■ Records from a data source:
>> start

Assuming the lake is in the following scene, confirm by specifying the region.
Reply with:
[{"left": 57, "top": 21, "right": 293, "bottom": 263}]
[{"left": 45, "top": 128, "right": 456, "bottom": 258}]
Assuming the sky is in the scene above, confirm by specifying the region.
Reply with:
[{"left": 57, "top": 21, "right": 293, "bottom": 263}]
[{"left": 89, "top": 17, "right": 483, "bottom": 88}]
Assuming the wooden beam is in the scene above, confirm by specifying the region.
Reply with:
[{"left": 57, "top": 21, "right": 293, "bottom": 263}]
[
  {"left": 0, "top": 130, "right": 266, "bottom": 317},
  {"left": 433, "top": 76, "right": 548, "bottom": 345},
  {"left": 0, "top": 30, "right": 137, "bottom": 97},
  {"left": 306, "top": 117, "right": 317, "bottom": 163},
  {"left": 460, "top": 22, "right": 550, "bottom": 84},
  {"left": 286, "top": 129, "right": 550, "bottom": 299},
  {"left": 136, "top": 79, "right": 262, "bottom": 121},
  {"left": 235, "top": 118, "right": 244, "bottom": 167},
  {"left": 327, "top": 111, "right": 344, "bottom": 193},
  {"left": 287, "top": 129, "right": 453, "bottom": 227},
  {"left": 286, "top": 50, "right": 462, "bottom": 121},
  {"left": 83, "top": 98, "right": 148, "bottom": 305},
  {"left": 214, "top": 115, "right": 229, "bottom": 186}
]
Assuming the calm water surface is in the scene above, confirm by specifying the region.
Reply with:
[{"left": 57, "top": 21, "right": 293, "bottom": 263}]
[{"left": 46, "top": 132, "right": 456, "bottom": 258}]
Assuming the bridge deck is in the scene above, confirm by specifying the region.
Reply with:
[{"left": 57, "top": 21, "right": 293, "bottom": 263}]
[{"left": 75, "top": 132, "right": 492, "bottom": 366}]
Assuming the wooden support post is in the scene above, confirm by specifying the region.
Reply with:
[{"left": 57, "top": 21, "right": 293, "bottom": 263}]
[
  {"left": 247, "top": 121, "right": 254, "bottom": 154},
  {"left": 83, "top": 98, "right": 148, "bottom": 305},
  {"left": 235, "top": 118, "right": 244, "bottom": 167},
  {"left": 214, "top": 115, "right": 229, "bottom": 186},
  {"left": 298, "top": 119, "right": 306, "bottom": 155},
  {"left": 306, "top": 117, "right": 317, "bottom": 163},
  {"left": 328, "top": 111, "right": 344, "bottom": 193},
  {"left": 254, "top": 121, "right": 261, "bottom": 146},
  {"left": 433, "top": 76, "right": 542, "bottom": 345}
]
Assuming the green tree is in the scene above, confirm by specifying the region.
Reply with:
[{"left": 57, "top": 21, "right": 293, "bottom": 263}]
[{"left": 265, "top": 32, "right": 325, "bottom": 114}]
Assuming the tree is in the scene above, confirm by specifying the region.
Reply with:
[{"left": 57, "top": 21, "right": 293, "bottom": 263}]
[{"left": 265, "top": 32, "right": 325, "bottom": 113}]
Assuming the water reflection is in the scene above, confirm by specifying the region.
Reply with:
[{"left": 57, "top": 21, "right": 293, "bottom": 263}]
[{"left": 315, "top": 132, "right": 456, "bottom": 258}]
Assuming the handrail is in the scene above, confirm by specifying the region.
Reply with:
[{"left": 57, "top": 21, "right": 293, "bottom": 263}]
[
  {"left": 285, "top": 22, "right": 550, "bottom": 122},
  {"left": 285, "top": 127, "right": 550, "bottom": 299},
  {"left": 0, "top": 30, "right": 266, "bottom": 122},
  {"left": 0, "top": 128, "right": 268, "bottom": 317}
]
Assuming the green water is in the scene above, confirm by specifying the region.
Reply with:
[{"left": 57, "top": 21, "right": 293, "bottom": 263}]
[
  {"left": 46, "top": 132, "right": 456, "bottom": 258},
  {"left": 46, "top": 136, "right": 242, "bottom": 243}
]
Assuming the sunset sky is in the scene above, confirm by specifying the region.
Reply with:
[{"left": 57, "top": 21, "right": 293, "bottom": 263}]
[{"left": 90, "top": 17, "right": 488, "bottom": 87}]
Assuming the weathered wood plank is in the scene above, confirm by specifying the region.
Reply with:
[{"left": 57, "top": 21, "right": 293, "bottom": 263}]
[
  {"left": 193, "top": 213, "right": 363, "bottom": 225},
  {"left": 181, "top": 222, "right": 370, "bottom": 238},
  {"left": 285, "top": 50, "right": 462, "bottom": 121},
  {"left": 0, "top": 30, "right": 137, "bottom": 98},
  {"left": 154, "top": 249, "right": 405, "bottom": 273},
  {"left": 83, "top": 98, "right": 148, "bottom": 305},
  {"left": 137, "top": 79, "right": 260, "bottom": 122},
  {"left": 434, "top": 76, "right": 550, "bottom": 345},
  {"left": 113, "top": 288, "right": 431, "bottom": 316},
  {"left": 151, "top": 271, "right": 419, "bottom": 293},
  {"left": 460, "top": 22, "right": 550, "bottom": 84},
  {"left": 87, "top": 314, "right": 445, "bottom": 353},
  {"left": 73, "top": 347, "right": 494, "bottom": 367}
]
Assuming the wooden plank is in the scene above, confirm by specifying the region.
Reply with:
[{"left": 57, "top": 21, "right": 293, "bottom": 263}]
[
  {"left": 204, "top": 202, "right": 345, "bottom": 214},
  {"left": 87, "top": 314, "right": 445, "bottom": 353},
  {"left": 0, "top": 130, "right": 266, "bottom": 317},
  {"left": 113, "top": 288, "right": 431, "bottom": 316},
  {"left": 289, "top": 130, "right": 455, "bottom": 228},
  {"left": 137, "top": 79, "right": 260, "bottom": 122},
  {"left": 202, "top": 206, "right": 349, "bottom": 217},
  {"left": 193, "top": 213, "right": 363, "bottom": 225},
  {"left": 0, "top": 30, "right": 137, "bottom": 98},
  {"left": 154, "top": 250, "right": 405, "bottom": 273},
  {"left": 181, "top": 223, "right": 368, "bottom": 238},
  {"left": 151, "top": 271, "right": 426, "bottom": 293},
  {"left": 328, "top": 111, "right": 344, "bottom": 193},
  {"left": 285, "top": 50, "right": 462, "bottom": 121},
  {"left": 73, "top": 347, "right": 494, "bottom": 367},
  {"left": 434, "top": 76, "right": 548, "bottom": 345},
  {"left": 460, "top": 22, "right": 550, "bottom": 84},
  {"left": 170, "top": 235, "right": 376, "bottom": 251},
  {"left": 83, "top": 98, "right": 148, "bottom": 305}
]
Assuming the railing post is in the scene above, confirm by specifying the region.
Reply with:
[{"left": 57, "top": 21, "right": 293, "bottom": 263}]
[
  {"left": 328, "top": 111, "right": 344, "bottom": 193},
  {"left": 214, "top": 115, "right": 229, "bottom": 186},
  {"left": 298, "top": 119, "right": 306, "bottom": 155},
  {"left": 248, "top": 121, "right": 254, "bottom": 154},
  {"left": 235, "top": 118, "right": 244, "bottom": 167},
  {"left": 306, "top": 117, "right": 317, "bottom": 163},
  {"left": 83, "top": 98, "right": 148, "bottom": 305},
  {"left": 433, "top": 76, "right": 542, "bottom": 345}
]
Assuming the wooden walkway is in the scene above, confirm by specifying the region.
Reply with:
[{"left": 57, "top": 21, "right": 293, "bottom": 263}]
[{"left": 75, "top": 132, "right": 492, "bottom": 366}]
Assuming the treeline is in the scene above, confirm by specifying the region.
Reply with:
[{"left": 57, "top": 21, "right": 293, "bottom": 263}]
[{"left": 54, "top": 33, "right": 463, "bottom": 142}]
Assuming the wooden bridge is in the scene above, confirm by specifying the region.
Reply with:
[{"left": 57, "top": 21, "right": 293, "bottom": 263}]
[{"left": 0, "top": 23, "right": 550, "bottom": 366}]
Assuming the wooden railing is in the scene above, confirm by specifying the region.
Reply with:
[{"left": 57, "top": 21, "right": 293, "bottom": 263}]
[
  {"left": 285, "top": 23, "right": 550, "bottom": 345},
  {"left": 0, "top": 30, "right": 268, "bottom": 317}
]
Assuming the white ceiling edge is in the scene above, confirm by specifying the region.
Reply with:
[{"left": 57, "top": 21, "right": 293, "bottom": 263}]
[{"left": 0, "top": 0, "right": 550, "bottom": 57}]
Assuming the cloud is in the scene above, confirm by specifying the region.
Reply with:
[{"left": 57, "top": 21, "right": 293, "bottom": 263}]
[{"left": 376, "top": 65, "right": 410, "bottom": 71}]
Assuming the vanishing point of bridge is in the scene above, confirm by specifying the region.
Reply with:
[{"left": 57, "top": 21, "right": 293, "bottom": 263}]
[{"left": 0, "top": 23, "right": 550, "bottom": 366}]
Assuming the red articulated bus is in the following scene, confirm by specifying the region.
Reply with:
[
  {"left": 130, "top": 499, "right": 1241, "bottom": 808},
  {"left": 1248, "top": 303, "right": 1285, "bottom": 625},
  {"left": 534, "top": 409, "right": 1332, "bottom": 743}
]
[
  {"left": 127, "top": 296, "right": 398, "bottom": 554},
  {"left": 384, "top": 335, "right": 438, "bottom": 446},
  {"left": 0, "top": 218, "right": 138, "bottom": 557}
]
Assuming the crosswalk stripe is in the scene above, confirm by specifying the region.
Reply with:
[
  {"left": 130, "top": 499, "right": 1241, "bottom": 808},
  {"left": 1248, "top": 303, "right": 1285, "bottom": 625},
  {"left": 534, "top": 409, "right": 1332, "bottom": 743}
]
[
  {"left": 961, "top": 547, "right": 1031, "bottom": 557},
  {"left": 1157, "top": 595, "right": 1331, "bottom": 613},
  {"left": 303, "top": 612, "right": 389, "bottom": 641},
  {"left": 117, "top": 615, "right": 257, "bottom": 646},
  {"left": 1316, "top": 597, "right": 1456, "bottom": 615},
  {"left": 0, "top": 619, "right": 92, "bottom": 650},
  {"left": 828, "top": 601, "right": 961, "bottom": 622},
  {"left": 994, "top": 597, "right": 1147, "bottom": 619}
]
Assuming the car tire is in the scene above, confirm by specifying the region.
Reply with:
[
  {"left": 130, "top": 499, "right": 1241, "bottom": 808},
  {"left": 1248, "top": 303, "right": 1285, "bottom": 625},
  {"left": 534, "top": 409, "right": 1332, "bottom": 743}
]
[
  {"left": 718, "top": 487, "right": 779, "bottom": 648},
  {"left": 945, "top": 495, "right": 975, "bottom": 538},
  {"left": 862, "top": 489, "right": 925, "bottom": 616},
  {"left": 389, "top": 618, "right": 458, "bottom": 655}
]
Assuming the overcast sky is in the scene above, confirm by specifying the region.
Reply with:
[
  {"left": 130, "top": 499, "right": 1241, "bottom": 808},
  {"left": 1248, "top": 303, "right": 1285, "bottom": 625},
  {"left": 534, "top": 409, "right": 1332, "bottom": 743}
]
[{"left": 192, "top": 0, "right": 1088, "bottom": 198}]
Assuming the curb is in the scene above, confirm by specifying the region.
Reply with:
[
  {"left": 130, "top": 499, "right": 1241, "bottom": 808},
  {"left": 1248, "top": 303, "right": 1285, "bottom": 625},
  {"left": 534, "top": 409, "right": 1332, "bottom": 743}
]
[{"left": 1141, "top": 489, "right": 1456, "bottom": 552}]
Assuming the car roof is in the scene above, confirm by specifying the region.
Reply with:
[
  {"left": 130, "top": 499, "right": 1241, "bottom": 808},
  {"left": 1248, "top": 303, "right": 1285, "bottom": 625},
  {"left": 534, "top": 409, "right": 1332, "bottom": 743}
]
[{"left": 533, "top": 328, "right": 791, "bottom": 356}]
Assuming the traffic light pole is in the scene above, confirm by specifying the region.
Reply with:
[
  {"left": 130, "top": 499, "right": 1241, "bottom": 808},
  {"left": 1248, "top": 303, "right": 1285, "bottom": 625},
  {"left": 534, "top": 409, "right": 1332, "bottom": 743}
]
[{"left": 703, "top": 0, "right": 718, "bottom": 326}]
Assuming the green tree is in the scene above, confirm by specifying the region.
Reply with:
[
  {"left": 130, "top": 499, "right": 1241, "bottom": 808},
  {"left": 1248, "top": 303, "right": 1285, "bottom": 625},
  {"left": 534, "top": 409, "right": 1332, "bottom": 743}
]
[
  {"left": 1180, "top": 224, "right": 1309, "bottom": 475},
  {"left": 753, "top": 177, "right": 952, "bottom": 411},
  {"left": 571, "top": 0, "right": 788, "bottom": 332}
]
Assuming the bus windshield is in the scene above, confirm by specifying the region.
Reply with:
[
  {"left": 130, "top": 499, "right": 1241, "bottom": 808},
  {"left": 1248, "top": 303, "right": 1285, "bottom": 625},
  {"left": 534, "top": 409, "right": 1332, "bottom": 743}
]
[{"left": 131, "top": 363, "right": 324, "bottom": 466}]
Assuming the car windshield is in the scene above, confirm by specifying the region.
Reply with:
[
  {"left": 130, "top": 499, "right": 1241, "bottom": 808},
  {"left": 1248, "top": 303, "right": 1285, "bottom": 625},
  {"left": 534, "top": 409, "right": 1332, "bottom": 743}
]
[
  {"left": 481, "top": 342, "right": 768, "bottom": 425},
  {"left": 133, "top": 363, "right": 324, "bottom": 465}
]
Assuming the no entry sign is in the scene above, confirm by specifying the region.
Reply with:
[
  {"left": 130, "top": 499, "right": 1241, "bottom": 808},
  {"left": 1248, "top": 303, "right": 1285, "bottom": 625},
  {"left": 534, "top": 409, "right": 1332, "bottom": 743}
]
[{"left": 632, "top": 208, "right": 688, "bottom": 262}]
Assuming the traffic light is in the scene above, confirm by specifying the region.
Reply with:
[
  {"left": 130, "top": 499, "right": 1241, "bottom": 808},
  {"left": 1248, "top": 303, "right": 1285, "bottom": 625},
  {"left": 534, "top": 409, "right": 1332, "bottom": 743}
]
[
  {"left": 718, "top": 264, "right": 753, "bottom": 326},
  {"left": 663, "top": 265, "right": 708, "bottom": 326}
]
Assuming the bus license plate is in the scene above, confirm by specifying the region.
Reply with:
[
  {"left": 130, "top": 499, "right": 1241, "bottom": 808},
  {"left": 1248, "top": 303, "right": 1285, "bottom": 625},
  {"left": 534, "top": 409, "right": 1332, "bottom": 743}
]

>> end

■ WRITTEN REQUEST: Which of the lines above contain the word "following", with case matching? Pick out each one and copy it.

■ SOLUTION:
Assuming the lake is in the following scene, confirm by specifying the region.
Assuming the red articulated bus is in the following scene, confirm by specifying the region.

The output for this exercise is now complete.